_Passage provided_
______________________________

Restorative Buildings

The old paradigm aimed to reduce environmental impact. The future is about buildings that actually improve our environment.

John Robinson is a professor with the Centre for Interactive Research on Sustainability and Director and executive director of the UBC Sustainability Initiative.

Can we build cities with buildings that reduce a community’s energy consumption and carbon emissions, that improve the quality of water flowing through their sites, that restore their environments… and that make people happy?

Yes we can, and we are, right here at UBC.

The old environmental agenda focused on reducing emissions and making things “less bad. ” In this way of thinking, urban development was about reducing impacts and mitigating damage. To my mind, the new sustainability agenda is to design and construct buildings that improve things—that actually make both the physical and human environment better because they exist.

______________________________

_Source excerpt_
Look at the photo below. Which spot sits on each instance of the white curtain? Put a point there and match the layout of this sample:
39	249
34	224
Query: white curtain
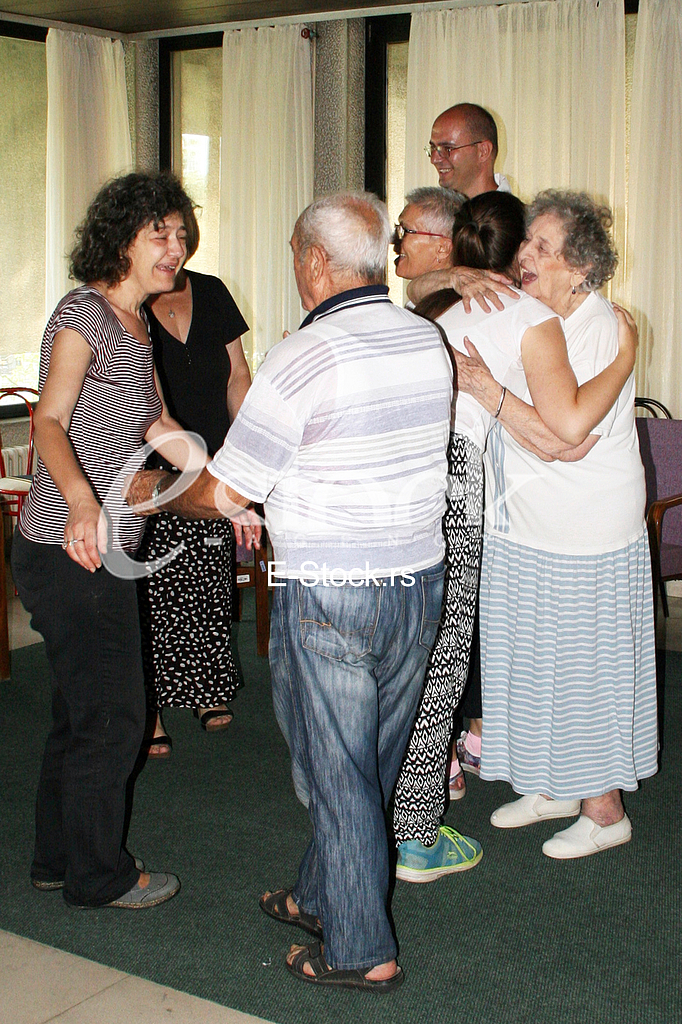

______________________________

_Aim_
Extend the piece on restorative buildings, picking up after its final sentence.

_Result of the task_
At UBC we are researching how buildings can live within a site’s natural flows—using the rain as a water source, wind for ventilation, and the sun for light; gathering heat from the ground and from neighbouring buildings; purifying wastewater; generating heat and electricity; and using wood as a building material. We’re looking at how a building can restore the environment by being net-positive, meaning it reduces a community’s energy use and emissions, improves the quality of water flowing through the site, and sequesters more carbon than the carbon emitted in constructing the building and decommissioning it at the end of its life.

Adding a restorative building to a city should not only improve environmental quality, but also improve human quality of life. We want to investigate how providing natural light, very high air quality, individual control over ventilation at the workstation level, real-time feedback on building performance, and the ability to influence the operating conditions within the building may make people healthier, happier and more productive.

The Centre for Interactive Research on Sustainability (CIRS), a 60,000 square foot regenerative building currently under construction at the Vancouver campus, is serving as our living lab. When it opens in the summer of 2011, we will test new technologies and explore the building’s impact on the environment and the health, happiness and productivity of its inhabitants.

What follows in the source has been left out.